— START Document section —
= Sila (month) =

Pashupatinath Temple in Kathmandu where a fair is held on Maha Shivaratri.

Silā (Nepal Bhasa: 𑐳𑐶𑐮𑐵, सिला) is the fourth month in the Nepal Era calendar, the national lunar calendar of Nepal. The month corresponds to Magha (माघ) in the Hindu lunar calendar and roughly aligns with February in the Gregorian calendar.

Silā begins with the new moon and the full moon falls on the 15th of the lunar month. The month is divided into the bright and dark fortnights which are known as Silā Thwa (सिला थ्व) and Silā Gā (सिला गा) respectively.
— END Document section —
--- Jobs ---
**a.** Retype the passage about Silā from "Silā begins with" to "(सिला गा) respectively.".
**b.** According to the passage about Silā, which month of the Hindu lunar calendar corresponds to Silā?
**c.** Write what comes next in the passage about Silā, starting after its final sentence.
The records aren't needed for this work.
— START Records —
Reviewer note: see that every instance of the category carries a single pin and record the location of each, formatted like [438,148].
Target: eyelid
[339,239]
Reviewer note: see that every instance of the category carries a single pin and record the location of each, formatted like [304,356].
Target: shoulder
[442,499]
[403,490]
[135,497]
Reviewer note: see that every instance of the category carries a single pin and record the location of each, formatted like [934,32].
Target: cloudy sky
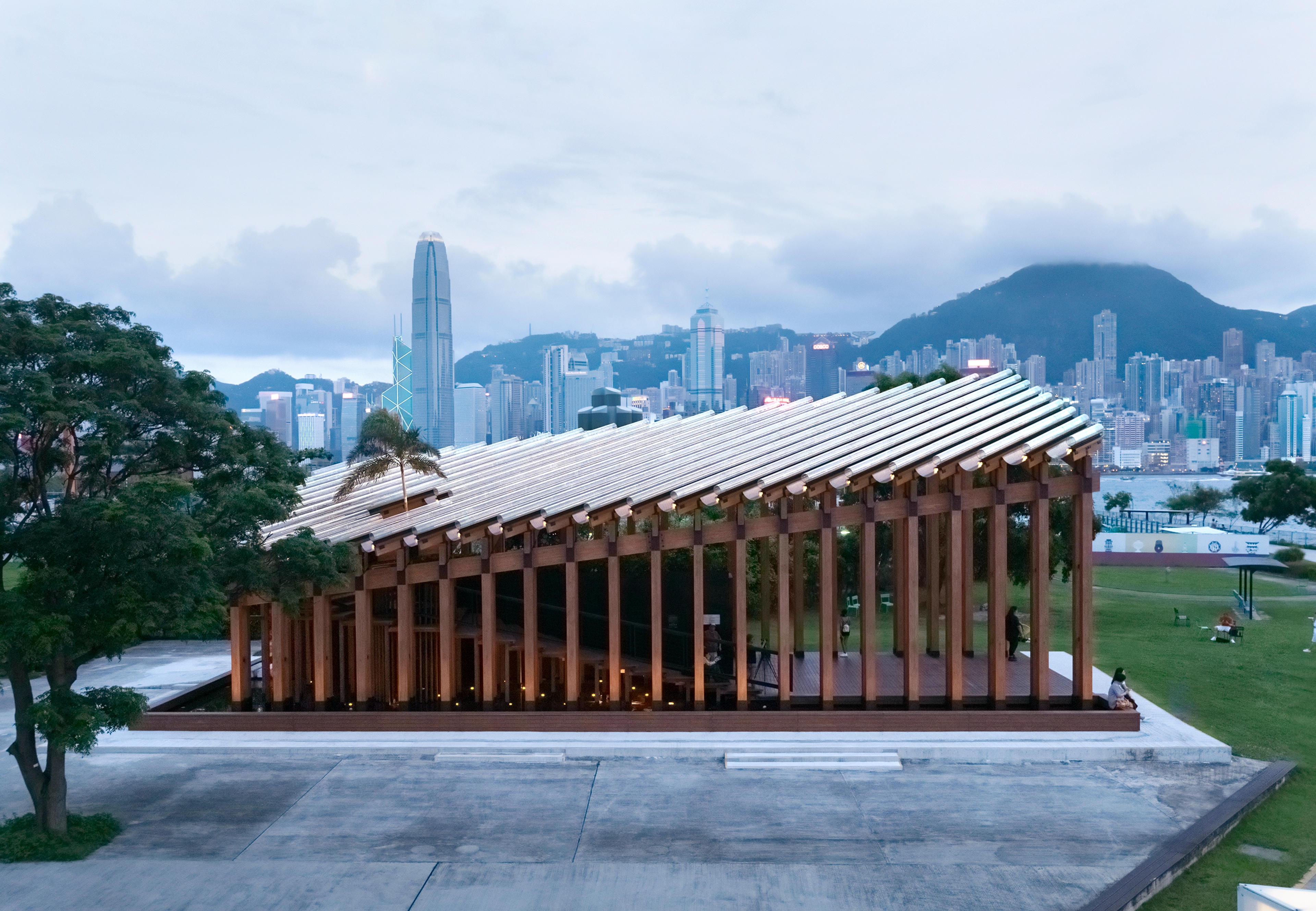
[251,178]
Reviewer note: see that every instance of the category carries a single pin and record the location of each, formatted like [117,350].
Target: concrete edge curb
[1182,851]
[169,705]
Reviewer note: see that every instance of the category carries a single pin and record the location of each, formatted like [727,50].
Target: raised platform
[600,722]
[1087,736]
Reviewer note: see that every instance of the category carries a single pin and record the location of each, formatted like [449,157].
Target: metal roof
[858,439]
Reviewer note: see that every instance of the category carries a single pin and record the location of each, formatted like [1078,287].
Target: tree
[385,445]
[1275,498]
[1122,501]
[884,382]
[135,498]
[1198,498]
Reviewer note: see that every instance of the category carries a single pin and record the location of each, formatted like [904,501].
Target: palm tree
[386,444]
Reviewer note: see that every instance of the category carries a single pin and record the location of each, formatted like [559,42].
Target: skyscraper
[705,377]
[432,341]
[1234,353]
[1267,359]
[399,397]
[556,365]
[1103,348]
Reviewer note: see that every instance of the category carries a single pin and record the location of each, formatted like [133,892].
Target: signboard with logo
[1224,546]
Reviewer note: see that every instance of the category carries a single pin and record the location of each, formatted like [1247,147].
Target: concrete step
[853,760]
[484,759]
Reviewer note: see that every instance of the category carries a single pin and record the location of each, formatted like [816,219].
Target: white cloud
[283,297]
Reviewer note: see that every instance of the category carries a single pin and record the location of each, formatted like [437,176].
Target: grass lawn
[1257,698]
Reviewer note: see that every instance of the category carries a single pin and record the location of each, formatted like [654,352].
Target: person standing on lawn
[1119,696]
[1014,631]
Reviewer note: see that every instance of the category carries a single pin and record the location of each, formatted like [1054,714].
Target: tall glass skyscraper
[399,397]
[705,361]
[432,343]
[1103,351]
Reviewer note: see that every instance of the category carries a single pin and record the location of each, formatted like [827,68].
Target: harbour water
[1151,492]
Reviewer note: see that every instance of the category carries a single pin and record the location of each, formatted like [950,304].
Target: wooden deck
[600,722]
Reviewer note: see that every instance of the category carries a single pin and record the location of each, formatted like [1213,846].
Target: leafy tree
[1122,501]
[1275,498]
[884,382]
[385,445]
[1199,498]
[135,500]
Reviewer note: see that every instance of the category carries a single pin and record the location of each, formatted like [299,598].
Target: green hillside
[244,395]
[1048,310]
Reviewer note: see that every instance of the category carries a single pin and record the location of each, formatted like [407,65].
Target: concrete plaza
[311,830]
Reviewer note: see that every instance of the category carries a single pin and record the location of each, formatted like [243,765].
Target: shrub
[20,840]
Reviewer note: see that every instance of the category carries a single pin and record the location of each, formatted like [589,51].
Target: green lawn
[1187,581]
[1257,698]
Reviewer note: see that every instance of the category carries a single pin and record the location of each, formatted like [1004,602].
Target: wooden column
[531,621]
[573,609]
[698,566]
[869,599]
[1039,590]
[998,593]
[798,581]
[741,606]
[907,598]
[827,603]
[968,594]
[447,634]
[785,626]
[321,636]
[614,621]
[956,534]
[656,615]
[932,566]
[280,649]
[240,657]
[406,636]
[268,654]
[364,619]
[489,628]
[1082,581]
[899,571]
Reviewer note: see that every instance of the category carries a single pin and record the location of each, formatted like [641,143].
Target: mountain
[637,368]
[1049,310]
[244,395]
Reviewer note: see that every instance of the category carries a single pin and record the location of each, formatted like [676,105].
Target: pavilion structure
[573,572]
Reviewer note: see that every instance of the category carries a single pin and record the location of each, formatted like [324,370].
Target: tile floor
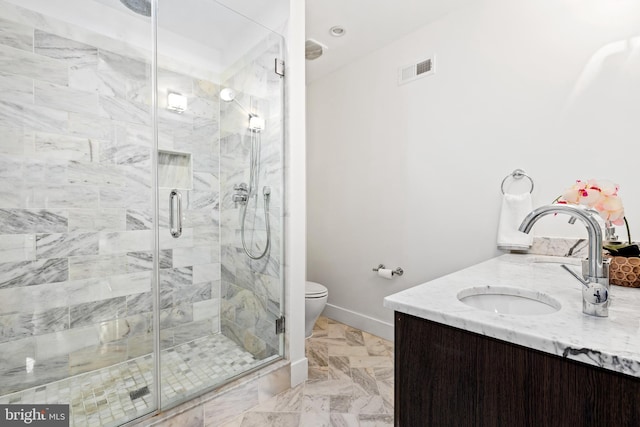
[112,395]
[350,384]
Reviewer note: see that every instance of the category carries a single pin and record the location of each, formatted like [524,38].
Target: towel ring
[517,174]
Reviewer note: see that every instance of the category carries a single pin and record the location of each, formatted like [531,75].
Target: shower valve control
[241,194]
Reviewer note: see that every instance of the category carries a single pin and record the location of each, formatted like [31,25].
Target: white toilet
[315,298]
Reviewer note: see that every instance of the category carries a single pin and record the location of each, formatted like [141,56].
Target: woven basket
[625,271]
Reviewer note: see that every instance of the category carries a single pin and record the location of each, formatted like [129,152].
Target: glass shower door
[218,306]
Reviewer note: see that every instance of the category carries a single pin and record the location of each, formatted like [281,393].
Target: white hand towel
[514,208]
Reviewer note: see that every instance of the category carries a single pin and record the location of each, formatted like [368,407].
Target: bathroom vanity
[461,363]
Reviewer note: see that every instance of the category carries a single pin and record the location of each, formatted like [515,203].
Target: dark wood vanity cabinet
[446,376]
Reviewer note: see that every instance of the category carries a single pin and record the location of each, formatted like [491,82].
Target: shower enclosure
[141,206]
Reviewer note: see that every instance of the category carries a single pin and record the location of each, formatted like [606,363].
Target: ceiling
[369,24]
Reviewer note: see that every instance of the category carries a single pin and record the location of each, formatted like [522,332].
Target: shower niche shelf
[174,170]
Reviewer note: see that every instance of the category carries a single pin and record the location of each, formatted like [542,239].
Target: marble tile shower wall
[251,288]
[76,203]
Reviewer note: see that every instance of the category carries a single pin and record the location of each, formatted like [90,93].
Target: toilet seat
[315,290]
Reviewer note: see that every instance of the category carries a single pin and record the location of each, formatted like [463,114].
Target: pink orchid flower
[601,195]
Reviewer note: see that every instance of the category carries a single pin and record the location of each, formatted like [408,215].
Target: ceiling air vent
[423,68]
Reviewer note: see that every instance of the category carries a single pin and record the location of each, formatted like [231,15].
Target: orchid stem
[626,223]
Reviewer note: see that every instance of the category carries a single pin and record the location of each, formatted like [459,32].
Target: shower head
[141,7]
[228,94]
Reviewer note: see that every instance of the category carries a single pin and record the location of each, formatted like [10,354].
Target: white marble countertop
[609,342]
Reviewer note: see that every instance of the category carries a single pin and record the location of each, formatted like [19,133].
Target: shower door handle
[175,213]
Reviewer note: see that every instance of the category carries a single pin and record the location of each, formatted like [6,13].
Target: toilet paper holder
[397,272]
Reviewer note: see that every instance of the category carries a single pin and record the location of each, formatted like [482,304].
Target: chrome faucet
[595,280]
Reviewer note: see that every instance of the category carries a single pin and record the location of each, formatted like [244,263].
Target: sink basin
[507,300]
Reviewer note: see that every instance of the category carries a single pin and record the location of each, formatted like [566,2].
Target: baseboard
[299,371]
[361,321]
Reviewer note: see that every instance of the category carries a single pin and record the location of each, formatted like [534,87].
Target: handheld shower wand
[245,192]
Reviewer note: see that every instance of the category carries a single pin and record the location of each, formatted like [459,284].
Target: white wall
[410,175]
[295,190]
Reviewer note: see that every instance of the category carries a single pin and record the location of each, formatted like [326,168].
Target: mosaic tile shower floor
[110,395]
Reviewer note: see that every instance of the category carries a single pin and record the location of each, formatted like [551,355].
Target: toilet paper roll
[385,273]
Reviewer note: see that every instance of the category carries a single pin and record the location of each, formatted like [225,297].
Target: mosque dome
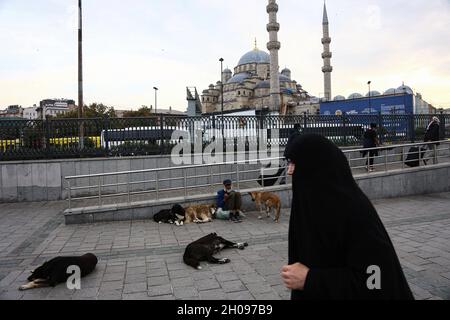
[255,56]
[373,94]
[404,88]
[263,85]
[240,77]
[391,91]
[355,96]
[339,98]
[284,78]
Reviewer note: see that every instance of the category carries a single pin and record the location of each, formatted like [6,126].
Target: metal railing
[115,137]
[184,181]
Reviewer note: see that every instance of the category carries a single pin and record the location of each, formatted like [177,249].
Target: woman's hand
[294,276]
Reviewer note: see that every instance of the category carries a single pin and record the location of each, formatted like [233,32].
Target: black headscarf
[335,230]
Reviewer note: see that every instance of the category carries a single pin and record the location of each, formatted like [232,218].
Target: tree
[94,110]
[144,111]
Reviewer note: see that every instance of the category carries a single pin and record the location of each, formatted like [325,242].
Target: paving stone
[160,290]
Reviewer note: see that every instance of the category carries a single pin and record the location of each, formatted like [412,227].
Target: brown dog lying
[55,271]
[200,213]
[270,201]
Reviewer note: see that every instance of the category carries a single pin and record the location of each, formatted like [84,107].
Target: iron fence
[115,137]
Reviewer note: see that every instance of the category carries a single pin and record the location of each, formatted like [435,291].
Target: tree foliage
[94,110]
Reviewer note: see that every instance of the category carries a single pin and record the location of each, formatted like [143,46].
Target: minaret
[326,55]
[273,46]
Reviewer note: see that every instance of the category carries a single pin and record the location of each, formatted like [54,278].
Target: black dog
[54,271]
[204,249]
[174,215]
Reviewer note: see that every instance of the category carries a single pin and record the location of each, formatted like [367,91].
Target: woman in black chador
[338,246]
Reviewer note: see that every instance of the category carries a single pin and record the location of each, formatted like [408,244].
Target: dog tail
[191,261]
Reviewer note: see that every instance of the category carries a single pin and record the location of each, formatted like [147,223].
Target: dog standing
[175,215]
[200,213]
[204,249]
[270,201]
[54,271]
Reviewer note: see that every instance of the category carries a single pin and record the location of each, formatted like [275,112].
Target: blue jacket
[221,199]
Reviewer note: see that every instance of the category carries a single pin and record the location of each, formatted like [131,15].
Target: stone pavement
[143,260]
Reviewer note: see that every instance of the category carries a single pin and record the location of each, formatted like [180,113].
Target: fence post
[305,122]
[47,137]
[442,125]
[381,128]
[413,127]
[106,126]
[161,120]
[344,125]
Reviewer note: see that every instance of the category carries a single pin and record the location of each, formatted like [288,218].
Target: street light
[156,99]
[221,91]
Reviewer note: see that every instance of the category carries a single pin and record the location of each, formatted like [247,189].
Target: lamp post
[221,91]
[156,99]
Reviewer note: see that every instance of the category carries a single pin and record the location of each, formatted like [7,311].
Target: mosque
[257,84]
[249,86]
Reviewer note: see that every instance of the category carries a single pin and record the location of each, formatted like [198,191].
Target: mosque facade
[249,87]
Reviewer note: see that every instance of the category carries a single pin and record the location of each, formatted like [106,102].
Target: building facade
[392,102]
[54,107]
[12,112]
[31,113]
[249,87]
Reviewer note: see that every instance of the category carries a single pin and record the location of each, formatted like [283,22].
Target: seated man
[228,203]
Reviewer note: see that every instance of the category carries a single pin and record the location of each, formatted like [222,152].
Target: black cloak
[335,230]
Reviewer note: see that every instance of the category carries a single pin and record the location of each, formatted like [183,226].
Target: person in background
[229,203]
[431,135]
[338,246]
[370,141]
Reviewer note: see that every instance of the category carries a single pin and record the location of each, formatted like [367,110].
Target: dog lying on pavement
[54,272]
[271,201]
[200,213]
[175,215]
[204,249]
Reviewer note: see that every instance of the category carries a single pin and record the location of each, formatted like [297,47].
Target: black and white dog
[204,249]
[175,215]
[55,271]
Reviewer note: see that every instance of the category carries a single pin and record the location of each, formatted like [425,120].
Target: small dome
[238,78]
[403,89]
[255,56]
[284,78]
[355,96]
[373,94]
[263,85]
[391,91]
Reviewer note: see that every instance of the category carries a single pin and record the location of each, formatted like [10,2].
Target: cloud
[129,48]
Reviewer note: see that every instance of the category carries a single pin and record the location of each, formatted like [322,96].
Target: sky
[131,47]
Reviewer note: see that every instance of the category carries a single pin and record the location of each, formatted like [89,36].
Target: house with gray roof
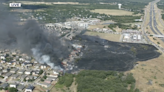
[4,85]
[7,75]
[20,87]
[14,76]
[21,71]
[30,88]
[14,85]
[14,70]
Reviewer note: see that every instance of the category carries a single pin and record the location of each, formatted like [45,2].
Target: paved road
[152,19]
[155,21]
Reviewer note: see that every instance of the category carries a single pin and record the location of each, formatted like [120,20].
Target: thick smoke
[31,39]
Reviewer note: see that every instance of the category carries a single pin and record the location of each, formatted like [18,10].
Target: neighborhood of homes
[23,72]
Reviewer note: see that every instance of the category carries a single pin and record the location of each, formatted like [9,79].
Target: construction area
[132,36]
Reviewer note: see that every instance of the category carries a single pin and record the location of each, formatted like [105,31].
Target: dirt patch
[110,37]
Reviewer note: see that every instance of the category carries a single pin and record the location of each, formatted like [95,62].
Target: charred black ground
[118,56]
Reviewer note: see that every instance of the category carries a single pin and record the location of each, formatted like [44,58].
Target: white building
[29,88]
[21,59]
[14,85]
[119,6]
[3,57]
[28,72]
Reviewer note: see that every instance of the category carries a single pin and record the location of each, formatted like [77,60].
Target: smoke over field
[31,39]
[49,48]
[115,56]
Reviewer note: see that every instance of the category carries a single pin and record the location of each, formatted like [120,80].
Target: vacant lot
[110,37]
[112,12]
[47,3]
[151,70]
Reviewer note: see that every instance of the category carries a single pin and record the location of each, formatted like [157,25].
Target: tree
[40,72]
[12,89]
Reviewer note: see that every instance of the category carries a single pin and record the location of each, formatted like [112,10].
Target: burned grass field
[100,54]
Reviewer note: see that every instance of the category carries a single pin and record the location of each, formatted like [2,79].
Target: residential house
[14,85]
[1,73]
[2,61]
[29,77]
[27,64]
[2,57]
[43,66]
[20,87]
[21,59]
[52,78]
[46,85]
[4,85]
[48,81]
[23,77]
[36,72]
[14,70]
[14,76]
[5,70]
[11,63]
[29,88]
[7,75]
[28,72]
[1,68]
[21,71]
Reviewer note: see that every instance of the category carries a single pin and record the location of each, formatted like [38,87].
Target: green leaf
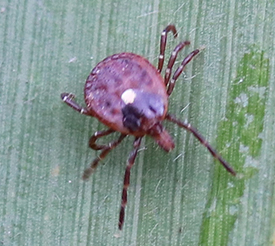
[178,198]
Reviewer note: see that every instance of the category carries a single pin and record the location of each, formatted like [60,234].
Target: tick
[128,94]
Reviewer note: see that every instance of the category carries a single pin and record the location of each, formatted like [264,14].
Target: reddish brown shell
[113,76]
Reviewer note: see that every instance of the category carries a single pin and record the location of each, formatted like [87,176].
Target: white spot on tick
[128,96]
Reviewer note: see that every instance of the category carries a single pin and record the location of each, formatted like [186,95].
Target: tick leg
[68,99]
[178,72]
[126,183]
[97,135]
[163,40]
[195,132]
[87,173]
[172,60]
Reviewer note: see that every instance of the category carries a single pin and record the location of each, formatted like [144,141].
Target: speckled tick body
[129,95]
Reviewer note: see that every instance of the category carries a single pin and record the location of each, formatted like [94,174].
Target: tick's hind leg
[126,183]
[178,72]
[195,132]
[163,40]
[68,99]
[172,60]
[105,150]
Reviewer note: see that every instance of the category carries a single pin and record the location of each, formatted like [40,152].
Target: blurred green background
[182,198]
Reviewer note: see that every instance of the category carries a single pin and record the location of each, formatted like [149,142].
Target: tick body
[128,95]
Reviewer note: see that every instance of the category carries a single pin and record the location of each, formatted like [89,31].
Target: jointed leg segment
[195,132]
[105,150]
[163,44]
[126,183]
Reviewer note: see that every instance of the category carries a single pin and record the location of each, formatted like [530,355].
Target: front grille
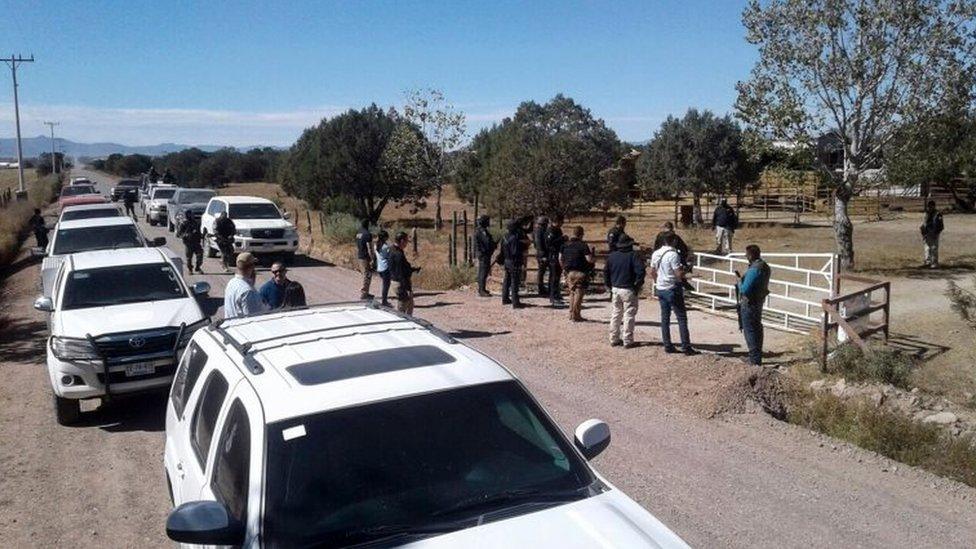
[120,377]
[267,233]
[133,344]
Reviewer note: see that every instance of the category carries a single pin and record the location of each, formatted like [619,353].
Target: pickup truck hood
[610,519]
[124,318]
[262,224]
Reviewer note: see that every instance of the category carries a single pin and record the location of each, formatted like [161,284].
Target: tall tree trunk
[843,229]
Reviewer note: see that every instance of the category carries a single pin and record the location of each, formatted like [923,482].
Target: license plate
[134,370]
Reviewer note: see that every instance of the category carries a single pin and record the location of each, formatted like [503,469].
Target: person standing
[364,254]
[240,297]
[282,292]
[224,232]
[623,275]
[932,227]
[383,265]
[514,246]
[541,252]
[616,232]
[484,246]
[667,272]
[402,273]
[555,240]
[577,260]
[725,221]
[189,232]
[39,228]
[753,289]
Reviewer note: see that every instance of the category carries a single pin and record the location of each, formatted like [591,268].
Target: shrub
[879,364]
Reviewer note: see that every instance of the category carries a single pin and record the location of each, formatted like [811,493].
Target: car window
[205,415]
[194,359]
[230,473]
— END Records —
--- Expected answers ---
**a.**
Silā begins with the new moon and the full moon falls on the 15th of the lunar month. The month is divided into the bright and dark fortnights which are known as Silā Thwa (सिला थ्व) and Silā Gā (सिला गा) respectively.

**b.** Magha

**c.**
The most important festivals during the month are Shree Panchami which falls on the fifth day of the bright fortnight and Maha Shivaratri (Nepal Bhasa: सिला चह्रे Silā Charhe) on the 14th day of the dark fortnight. Shree Panchami is the first day of spring while Shivaratri honors the Hindu deity Shiva. On the full moon day, the month-long Swasthani sacred story reciting festival ends.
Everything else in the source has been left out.